# Extrait
+--

Ce soir, comme tous les soirs, il pleut du fer sur WASP-76 b. Cette exoplanète située à quelque 640 années-lumière de la Terre possède en effet un hémisphère continuellement exposé à son étoile. La température y grimpe au-dessus de 2400 °C, ce qui suffit à vaporiser les métaux. Les vents forts qui balayent l’épaisse atmosphère transportent ensuite les vapeurs ferreuses vers le côté plongé dans la nuit. Lorsqu’ils passent la limite baptisée « soir » et entrent dans la face obscure, la température chute de près de 1000 degrés. Ce refroidissement provoque la condensation de la vapeur de fer en gouttelettes qui déferlent alors vers les profondeurs insondables. Tel est le scénario présenté par une équipe dirigée par David Ehrenreich, professeur au Département d’astronomie (Faculté des sciences) dans un article paru le 11 mars dans la revue Nature.
« Il pleut du fer sur WASP-76 b mais il se pourrait aussi qu’il neige du fer, précise David Ehrenreich. Le fait que les vapeurs d’atomes de fer se condensent ou se solidifient dépend de la présence d’autres éléments chimiques et, surtout, du profil de températures du côté nuit. Des informations que nous ne connaissons pas. Du moins pas encore. »
Le phénomène de précipitation du fer a été découvert grâce au tout nouveau spectrographe ESPRESSO, un instrument conçu à l’Université de Genève et équipant depuis 2017 le Very Large Telescope de l’Observatoire européen austral (ESO) au Chili. L’appareil a été utilisé pour analyser la lumière de l’étoile traversant l’atmosphère de WASP-76 b au moment où celle-ci effectue un transit. La précision de la mesure est telle que l’étude du signal a permis de déterminer la composition en fer des couches gazeuses extérieures ainsi que leur vitesse de rotation – la partie solide interne de la planète, celle qui est synchronisée avec l’étoile, est invisible.
Les astronomes ont ainsi pu détecter, pour la première fois, une variation chimique à l’échelle d’une même exoplanète. Ils ont en effet mesuré une forte signature de vapeur de fer sur la frontière entre le jour et la nuit dite du « soir » (là où le vent pousse les vapeurs de fer dans la nuit). Une signature qui est absente sur la limite opposée, celle dite du « matin ». La conclusion logique est que le métal s’est condensé quelque part entre les deux, dans la nuit éternelle, faisant pleuvoir des gouttes ou tomber des flocons de fer.
Les conditions physicochimiques sont telles côté diurne qu’il est possible – mais non vérifié – que l’atmosphère contienne aussi des ions de fer. Ces atomes chargés, ayant perdu un ou plusieurs électrons, sont sensibles au champ magnétique de l’exoplanète et créent des courants électriques susceptibles d’entraver ou de figer considérablement la circulation atmosphérique. Une telle hypothèse permettrait d’expliquer pourquoi la température est si mal distribuée tout autour de la planète.

+--

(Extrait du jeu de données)
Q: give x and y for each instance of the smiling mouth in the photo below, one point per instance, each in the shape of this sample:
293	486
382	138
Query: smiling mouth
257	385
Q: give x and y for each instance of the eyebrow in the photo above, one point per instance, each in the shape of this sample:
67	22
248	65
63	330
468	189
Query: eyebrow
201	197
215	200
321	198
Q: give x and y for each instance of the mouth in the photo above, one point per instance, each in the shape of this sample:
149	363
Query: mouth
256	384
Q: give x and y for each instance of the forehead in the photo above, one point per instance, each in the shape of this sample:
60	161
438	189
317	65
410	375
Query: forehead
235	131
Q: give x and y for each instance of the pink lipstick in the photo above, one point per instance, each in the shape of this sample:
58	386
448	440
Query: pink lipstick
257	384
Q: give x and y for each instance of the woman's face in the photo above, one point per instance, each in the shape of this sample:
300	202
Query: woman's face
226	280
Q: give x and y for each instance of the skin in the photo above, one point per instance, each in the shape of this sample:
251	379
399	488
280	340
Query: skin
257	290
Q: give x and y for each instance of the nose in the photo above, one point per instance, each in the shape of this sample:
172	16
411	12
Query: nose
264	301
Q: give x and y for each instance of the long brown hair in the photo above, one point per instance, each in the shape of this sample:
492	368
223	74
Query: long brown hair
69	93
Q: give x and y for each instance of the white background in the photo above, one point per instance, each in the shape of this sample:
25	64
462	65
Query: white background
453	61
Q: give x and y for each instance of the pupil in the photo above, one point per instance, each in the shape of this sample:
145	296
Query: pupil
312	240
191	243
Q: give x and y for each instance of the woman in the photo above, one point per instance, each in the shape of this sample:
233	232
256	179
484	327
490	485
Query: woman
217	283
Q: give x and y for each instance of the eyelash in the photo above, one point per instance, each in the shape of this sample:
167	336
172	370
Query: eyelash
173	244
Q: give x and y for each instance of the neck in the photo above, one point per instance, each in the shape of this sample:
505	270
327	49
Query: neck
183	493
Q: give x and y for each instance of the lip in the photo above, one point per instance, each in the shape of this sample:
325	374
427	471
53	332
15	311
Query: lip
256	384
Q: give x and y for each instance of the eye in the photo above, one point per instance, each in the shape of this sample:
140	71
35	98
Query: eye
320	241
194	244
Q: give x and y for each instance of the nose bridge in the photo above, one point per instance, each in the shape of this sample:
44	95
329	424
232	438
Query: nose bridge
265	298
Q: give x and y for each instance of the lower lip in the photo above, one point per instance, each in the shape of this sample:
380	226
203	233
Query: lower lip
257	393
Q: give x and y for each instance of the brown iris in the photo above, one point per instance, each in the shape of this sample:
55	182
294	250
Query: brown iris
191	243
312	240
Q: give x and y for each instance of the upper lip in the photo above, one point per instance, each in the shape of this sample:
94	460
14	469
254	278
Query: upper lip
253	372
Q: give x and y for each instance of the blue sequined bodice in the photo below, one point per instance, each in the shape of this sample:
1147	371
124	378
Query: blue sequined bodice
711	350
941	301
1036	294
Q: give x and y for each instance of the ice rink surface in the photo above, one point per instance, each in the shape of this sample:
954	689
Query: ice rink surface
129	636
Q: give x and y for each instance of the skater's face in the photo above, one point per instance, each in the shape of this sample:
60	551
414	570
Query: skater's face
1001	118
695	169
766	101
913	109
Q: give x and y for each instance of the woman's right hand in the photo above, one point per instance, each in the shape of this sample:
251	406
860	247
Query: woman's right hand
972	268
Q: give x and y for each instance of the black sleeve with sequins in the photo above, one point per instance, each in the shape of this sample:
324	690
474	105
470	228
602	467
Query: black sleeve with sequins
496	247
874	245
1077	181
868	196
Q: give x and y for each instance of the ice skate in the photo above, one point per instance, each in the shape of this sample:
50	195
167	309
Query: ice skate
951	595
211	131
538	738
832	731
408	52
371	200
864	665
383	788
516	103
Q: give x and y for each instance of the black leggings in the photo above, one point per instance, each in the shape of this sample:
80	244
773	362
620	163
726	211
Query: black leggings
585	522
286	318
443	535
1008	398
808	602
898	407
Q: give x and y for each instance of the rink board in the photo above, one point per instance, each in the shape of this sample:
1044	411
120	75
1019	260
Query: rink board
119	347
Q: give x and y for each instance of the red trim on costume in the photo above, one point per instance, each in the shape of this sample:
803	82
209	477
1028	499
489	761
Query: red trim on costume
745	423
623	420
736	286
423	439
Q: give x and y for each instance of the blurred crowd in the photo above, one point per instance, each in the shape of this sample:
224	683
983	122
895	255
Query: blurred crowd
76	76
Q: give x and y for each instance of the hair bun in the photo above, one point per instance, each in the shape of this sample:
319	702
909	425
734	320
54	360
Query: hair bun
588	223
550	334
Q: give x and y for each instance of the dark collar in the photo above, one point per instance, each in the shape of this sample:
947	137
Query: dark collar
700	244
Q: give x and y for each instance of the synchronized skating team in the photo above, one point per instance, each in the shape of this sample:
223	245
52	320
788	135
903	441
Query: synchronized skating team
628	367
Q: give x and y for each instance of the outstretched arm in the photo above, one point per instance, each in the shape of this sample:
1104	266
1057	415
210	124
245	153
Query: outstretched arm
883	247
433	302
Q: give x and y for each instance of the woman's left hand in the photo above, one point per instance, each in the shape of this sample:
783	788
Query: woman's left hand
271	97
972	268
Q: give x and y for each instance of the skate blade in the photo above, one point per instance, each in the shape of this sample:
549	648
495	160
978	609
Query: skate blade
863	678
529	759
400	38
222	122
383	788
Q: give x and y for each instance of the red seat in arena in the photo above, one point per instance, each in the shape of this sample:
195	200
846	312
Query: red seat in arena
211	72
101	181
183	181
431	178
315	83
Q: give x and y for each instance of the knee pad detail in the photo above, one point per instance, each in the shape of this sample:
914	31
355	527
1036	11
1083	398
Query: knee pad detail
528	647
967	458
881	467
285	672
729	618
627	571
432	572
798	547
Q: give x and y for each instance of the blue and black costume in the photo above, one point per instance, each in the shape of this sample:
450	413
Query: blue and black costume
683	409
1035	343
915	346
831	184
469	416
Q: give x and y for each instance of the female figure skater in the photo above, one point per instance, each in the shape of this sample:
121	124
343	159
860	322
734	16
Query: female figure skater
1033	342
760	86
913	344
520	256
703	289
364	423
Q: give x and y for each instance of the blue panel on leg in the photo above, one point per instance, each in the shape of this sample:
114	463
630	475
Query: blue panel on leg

+--

# Consigne 1
Indiquez pour chacune des affirmations suivantes si le texte sur WASP-76 b la confirme, en répondant par oui ou non et en citant mot pour mot le passage décisif du texte.
(a) Sur l'hémisphère exposé à l'étoile, la température dépasse 2400 °C.
(b) Le spectrographe ESPRESSO équipe le Very Large Telescope depuis 2010.
(c) Une forte signature de vapeur de fer a été mesurée sur la limite dite du « matin ».
# Consigne 2
Dans la liste, substituez « occurrence » à « instance » sur la partie qui commence à la ligne contenant « Q: give x and y for each instance of the outstretched » et va jusqu'à la fin de la liste, sans rien modifier d'autre. Redonnez seulement ces lignes.
Le texte sur WASP-76 b et la liste n'ont aucun rapport entre eux.

# Réponse attendue 1
(a) Oui : « La température y grimpe au-dessus de 2400 °C ».
(b) Non : « équipant depuis 2017 le Very Large Telescope ».
(c) Non : « Une signature qui est absente sur la limite opposée, celle dite du « matin ». »

# Réponse attendue 2
Q: give x and y for each occurrence of the outstretched arm in the photo above, one point per occurrence, each in the shape of this sample:
1104	266
1057	415
210	124
245	153
Query: outstretched arm
883	247
433	302
Q: give x and y for each occurrence of the woman's left hand in the photo above, one point per occurrence, each in the shape of this sample:
783	788
Query: woman's left hand
271	97
972	268
Q: give x and y for each occurrence of the skate blade in the photo above, one point per occurrence, each in the shape of this sample:
549	648
495	160
978	609
Query: skate blade
863	678
529	759
400	38
222	122
383	788
Q: give x and y for each occurrence of the red seat in arena in the photo above, one point per occurrence, each in the shape of this sample:
195	200
846	312
Query: red seat in arena
211	72
101	181
183	181
431	178
315	83
Q: give x and y for each occurrence of the knee pad detail in the photo above, one point per occurrence, each in the shape of this sample:
914	31
355	527
1036	11
1083	398
Query: knee pad detail
528	647
967	458
881	467
285	672
729	618
627	571
432	572
798	547
Q: give x and y for each occurrence of the blue and black costume in the photo above, one point per occurrence, each in the shape of this sample:
450	413
Query: blue and black costume
683	409
1035	343
915	346
831	184
469	416
Q: give x and y for each occurrence of the female figure skater in the photo above, one point per occurrence, each in the shape of this sample:
121	124
343	159
860	322
734	16
Query: female figure skater
1033	342
760	86
913	344
520	256
703	289
364	423
Q: give x and y for each occurrence of the blue panel on leg in the photo above, one point per occurrence, each in the shape of this sample:
114	463
630	475
Query: blue panel on leg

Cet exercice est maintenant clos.